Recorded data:
* * * *

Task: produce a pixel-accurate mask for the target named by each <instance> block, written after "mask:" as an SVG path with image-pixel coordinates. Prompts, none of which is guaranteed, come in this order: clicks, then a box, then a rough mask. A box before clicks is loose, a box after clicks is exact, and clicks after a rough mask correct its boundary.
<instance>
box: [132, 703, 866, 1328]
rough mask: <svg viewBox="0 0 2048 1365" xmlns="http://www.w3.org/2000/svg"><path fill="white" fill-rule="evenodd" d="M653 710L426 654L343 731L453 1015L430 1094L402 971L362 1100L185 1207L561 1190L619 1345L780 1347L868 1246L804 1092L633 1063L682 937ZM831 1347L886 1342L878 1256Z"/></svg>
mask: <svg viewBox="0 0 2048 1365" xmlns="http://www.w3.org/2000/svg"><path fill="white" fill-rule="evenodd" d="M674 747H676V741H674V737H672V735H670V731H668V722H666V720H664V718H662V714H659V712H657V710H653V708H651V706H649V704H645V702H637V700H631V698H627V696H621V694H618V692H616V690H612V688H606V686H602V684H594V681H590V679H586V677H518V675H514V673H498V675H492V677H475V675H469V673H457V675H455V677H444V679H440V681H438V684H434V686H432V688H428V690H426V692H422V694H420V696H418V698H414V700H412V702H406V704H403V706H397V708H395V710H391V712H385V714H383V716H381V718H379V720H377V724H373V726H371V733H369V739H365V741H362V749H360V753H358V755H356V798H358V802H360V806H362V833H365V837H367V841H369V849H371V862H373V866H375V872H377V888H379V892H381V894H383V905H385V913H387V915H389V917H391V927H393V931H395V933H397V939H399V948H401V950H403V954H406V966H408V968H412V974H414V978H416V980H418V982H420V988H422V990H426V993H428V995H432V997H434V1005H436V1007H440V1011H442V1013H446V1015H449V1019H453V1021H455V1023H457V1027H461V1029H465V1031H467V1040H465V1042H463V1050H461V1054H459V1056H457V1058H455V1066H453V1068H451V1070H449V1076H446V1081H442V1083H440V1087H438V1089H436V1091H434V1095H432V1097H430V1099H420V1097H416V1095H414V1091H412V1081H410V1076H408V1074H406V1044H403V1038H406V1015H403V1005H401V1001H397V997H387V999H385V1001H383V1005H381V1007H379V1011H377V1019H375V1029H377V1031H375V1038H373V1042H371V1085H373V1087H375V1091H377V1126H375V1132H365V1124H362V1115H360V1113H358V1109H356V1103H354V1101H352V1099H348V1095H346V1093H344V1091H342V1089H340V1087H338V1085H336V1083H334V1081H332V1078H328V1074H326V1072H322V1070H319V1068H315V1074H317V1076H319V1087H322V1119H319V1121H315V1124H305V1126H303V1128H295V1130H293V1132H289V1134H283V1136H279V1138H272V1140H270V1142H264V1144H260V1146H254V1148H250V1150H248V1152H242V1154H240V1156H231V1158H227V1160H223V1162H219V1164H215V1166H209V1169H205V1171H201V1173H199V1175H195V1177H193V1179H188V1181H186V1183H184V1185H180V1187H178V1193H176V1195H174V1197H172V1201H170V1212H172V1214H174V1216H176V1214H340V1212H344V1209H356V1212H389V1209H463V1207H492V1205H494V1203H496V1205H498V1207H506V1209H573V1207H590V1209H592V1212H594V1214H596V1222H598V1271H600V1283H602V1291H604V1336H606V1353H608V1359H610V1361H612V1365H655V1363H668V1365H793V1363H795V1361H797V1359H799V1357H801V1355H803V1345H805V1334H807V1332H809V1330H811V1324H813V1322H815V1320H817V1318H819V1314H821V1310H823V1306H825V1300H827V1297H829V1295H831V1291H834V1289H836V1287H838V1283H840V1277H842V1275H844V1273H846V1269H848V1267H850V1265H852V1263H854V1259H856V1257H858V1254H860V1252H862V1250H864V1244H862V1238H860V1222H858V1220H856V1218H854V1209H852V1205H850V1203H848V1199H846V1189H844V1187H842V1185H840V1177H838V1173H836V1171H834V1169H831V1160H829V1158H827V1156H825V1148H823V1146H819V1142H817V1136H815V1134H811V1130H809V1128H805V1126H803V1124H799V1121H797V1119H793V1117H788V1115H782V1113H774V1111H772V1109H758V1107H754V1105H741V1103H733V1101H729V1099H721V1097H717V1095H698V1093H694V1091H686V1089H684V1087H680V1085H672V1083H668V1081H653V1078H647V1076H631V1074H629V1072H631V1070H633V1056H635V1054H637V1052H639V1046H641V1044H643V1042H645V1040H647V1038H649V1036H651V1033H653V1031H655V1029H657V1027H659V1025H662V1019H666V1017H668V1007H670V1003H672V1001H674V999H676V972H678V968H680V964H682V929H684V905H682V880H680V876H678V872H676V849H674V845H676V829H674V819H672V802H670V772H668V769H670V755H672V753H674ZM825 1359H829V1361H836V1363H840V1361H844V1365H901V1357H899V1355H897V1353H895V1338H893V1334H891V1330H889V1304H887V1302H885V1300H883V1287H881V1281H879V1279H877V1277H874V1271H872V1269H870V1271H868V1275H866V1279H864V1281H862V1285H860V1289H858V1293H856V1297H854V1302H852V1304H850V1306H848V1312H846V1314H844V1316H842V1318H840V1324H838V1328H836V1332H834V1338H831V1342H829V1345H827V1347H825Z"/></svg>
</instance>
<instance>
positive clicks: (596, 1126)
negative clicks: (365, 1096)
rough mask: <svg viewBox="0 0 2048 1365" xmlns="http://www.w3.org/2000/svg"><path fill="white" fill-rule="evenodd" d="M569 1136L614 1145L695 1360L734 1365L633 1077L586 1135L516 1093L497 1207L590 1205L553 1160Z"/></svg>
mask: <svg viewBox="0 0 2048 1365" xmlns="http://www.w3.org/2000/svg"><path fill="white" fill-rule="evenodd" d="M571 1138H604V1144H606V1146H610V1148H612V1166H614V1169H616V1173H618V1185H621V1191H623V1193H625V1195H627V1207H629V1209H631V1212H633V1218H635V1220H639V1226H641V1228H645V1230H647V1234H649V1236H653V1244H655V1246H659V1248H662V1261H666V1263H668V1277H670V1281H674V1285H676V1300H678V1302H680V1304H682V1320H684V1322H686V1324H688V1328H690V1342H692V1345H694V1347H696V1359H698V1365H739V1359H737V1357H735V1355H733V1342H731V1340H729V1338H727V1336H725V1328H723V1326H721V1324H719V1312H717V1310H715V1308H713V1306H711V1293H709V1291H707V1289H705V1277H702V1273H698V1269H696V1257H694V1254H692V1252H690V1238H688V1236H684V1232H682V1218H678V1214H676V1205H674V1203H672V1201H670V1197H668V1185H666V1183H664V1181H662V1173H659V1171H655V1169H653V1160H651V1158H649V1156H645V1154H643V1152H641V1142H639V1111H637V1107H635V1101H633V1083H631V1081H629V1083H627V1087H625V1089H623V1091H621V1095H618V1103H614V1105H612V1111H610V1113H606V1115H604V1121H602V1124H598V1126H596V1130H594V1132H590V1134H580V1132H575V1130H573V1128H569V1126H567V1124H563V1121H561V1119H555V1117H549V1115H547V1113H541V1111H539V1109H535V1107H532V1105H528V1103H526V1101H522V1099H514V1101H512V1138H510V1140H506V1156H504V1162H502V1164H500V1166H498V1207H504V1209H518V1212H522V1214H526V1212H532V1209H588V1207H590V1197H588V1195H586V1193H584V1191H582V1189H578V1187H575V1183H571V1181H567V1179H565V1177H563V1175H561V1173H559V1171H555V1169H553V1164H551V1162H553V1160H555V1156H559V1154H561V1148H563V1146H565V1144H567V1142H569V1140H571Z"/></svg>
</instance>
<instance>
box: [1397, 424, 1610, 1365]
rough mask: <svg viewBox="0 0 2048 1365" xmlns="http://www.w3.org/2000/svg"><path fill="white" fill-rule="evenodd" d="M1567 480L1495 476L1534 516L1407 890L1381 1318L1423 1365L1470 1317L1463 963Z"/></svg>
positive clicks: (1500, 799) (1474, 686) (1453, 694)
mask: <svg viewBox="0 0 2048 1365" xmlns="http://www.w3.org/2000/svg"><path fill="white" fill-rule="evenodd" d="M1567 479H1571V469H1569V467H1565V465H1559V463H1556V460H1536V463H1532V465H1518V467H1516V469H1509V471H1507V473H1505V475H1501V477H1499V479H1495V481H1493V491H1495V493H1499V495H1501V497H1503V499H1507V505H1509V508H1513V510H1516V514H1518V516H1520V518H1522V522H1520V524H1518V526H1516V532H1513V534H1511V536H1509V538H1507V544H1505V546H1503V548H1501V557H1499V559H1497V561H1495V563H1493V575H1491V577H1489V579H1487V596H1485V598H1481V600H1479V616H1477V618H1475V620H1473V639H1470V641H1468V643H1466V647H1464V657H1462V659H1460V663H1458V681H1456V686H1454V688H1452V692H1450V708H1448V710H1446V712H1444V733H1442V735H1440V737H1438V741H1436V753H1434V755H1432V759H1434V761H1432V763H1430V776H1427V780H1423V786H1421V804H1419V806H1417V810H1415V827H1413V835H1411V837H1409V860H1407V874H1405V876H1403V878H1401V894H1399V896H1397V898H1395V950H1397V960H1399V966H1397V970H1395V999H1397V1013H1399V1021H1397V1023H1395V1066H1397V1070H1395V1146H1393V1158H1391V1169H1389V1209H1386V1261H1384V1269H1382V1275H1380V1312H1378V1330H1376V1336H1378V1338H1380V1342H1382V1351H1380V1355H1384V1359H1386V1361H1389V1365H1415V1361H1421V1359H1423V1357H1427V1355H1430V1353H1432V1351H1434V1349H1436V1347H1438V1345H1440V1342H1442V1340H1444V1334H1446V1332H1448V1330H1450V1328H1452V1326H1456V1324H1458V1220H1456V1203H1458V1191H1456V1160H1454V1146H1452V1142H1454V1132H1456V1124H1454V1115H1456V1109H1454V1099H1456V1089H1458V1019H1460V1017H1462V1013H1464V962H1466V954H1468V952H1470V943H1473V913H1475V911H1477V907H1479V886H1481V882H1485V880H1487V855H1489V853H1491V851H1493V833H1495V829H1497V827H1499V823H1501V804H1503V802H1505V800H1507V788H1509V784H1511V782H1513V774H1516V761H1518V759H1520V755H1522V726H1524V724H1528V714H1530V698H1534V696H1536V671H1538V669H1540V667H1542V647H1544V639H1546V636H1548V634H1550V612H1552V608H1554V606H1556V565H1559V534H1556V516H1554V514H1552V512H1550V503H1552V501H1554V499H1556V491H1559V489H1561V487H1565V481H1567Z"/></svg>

* * * *

Repeat word for word every line from the start of the entries to the line holding "box: [132, 703, 866, 1328]", inclusive, and nothing else.

Task: produce a pixel-accurate mask for the target named by each <instance> block, written after "mask:" as an SVG path with image-pixel coordinates. Prompts, none of which is guaranteed, come in this order: clicks, then a box, then a rough mask. A box before clicks is loose, a box after clicks is exact, and clicks after a rough mask correct its boundary.
<instance>
box: [132, 703, 866, 1328]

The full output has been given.